- **Work to do**
Shift every pixel coordinate in the answers of the records below by -34 on both axes, and reproduce all lines of the records, requests included, otherwise unchanged.

## BEGIN

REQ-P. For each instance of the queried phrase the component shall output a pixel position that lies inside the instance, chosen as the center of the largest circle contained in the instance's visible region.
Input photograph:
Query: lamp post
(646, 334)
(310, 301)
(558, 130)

## END

- **Answer for this exercise**
REQ-P. For each instance of the queried phrase the component shall output a pixel position that lies inside the instance, chosen as the center of the largest circle contained in the instance's visible region.
Input photograph:
Query: lamp post
(612, 300)
(276, 267)
(524, 96)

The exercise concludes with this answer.